*Assigned task*
Below are the records; return exactly the lines from the one with "# mark the balcony, one" through the final line, both included, minus any pictures.

[Dataset entries]
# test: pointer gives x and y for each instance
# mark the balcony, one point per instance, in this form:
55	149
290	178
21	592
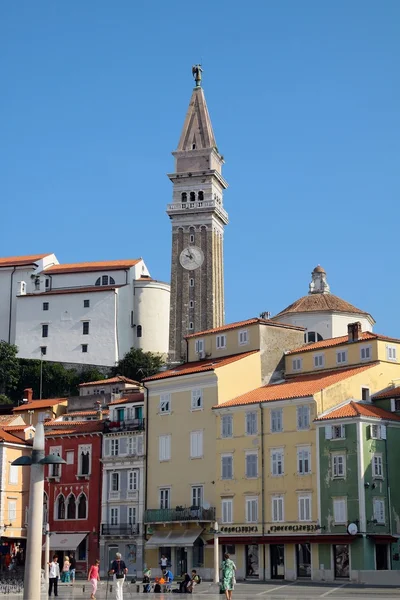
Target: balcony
121	529
179	514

*Exercise response*
# mark the balcony, one point per instance, in this form:
55	149
290	178
21	592
Target: balcony
121	529
179	514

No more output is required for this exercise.